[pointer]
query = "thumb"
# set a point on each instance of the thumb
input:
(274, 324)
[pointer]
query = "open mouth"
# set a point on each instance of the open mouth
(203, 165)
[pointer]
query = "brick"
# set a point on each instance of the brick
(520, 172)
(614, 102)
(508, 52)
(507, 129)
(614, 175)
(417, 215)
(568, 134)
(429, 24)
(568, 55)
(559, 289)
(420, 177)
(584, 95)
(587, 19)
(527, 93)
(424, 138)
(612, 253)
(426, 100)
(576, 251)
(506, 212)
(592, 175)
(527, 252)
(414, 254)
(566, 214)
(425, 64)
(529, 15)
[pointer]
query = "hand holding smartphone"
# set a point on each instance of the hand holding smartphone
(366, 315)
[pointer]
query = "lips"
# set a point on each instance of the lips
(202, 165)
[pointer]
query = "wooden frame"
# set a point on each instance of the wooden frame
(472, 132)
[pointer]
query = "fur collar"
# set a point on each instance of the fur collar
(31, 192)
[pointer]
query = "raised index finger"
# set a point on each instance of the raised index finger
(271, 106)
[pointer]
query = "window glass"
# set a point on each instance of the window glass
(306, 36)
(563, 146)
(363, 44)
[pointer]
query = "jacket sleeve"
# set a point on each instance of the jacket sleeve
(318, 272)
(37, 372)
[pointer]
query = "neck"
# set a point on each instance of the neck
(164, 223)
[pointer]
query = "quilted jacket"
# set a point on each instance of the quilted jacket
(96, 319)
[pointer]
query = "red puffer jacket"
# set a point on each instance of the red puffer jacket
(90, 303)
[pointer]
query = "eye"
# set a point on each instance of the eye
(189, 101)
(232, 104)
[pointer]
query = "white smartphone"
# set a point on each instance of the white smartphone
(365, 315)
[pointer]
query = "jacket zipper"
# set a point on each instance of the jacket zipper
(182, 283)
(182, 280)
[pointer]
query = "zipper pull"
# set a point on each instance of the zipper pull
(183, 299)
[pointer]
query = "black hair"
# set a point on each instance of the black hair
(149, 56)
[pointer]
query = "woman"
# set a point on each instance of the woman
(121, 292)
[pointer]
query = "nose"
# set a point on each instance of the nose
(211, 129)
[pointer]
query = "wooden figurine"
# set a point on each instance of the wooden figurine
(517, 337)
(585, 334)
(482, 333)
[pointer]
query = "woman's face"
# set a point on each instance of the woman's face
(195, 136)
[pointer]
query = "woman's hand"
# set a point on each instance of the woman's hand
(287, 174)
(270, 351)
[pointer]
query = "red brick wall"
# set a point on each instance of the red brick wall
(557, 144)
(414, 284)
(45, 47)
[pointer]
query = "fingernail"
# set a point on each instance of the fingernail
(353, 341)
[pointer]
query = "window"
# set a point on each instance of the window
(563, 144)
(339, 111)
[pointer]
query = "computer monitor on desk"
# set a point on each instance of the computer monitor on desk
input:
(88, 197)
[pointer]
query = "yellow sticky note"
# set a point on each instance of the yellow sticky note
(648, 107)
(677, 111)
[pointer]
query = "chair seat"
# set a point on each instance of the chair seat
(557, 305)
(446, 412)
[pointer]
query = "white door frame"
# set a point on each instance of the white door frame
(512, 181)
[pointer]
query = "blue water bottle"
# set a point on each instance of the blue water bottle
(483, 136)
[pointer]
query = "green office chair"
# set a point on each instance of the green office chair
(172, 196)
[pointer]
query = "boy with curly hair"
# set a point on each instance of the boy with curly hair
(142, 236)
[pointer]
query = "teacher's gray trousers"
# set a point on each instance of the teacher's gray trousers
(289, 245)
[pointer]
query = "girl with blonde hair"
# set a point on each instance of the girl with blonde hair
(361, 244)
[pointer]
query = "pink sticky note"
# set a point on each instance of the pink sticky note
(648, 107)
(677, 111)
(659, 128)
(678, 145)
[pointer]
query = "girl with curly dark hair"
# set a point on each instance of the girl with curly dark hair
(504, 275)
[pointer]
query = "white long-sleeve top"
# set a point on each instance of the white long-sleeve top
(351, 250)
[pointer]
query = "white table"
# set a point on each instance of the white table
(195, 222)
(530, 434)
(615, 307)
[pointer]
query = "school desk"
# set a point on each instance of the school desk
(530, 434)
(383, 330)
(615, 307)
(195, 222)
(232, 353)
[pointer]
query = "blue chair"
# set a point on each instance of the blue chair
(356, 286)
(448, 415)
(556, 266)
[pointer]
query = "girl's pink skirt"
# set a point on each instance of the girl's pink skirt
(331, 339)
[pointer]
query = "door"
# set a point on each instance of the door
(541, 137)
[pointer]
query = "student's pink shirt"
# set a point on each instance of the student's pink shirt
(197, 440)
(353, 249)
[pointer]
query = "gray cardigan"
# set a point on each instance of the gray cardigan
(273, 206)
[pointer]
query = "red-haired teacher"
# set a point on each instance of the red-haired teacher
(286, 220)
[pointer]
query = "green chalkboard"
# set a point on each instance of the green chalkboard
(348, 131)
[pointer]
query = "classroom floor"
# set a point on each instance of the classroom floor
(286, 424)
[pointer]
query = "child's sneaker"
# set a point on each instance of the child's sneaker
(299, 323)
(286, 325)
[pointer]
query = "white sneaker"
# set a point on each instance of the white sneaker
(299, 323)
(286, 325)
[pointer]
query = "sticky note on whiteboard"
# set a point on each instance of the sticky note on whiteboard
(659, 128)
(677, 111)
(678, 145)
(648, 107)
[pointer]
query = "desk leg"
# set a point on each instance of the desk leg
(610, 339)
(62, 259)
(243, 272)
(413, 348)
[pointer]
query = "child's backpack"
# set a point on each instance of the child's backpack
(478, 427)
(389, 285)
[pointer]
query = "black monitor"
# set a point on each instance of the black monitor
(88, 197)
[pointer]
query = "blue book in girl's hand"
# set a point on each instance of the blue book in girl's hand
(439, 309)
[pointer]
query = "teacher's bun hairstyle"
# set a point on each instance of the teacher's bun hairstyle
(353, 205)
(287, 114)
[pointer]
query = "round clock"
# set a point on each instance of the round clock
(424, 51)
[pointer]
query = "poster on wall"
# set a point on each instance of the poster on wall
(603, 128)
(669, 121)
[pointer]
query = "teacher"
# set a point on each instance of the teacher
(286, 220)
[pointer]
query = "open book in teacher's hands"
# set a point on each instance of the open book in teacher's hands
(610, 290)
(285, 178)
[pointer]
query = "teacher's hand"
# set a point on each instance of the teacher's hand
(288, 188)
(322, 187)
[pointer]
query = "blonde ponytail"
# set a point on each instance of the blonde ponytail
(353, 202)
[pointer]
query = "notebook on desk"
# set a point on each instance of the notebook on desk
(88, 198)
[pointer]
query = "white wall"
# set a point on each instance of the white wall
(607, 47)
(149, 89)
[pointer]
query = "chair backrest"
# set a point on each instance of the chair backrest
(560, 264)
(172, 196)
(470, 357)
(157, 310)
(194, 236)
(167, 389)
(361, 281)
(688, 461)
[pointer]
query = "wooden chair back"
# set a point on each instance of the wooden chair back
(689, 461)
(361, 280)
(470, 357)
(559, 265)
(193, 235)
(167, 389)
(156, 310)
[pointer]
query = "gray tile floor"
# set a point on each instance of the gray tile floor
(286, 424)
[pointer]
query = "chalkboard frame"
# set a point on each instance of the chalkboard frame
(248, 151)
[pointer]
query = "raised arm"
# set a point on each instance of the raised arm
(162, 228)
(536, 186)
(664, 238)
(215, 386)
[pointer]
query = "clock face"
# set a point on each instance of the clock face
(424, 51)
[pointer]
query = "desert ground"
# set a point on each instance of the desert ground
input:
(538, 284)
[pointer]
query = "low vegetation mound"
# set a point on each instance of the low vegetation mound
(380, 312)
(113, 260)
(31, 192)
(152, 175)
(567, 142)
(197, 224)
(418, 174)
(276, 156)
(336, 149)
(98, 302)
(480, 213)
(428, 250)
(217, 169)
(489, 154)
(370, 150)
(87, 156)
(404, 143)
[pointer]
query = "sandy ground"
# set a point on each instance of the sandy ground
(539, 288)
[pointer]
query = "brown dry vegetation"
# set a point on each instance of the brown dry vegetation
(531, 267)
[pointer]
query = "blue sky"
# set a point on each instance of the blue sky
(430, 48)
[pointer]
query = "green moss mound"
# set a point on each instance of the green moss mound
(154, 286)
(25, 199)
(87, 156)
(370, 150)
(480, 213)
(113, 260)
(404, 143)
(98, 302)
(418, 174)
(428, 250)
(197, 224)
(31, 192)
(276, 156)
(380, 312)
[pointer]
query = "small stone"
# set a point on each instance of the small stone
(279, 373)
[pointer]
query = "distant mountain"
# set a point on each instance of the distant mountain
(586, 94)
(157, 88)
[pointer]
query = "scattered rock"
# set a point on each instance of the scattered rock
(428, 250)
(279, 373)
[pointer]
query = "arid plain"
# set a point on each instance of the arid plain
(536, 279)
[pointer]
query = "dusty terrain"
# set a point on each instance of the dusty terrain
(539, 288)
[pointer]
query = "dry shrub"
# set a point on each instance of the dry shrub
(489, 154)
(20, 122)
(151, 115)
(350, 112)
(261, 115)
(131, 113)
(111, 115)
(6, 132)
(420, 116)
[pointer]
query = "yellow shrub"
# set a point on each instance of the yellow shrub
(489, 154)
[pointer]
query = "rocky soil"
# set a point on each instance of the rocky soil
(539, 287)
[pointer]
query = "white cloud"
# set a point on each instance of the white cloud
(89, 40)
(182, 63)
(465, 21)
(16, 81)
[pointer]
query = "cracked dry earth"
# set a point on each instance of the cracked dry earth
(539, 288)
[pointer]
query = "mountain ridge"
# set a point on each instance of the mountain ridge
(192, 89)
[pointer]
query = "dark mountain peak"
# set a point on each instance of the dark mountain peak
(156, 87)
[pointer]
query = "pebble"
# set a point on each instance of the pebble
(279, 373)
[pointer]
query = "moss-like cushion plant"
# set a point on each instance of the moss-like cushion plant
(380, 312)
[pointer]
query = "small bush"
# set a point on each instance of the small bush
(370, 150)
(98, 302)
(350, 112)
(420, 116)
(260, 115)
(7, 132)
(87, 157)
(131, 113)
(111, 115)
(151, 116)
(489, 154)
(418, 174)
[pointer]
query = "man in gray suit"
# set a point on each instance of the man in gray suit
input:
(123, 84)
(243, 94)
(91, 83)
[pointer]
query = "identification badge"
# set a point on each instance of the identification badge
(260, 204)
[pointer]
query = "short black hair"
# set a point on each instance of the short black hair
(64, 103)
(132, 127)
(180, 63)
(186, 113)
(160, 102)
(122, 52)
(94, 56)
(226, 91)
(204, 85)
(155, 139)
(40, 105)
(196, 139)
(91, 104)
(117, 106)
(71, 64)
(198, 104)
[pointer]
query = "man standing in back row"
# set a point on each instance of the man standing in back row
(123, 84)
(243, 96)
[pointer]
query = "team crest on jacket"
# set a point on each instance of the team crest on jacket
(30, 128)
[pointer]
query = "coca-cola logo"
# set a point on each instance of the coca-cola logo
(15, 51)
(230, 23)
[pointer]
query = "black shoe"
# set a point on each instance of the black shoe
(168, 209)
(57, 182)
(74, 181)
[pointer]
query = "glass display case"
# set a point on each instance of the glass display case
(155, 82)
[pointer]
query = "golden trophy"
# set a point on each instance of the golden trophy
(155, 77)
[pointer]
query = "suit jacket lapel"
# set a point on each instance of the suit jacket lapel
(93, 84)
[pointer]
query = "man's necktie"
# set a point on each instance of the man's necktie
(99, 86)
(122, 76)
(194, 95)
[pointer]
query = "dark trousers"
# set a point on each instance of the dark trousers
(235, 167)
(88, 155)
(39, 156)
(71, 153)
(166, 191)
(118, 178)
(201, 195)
• • • • • • •
- [The problem]
Extract every line of the records above that contains the string "bottle". Matching is case-sensitive.

- [Final answer]
query = "blue water bottle"
# set a point on each instance of the blue water bottle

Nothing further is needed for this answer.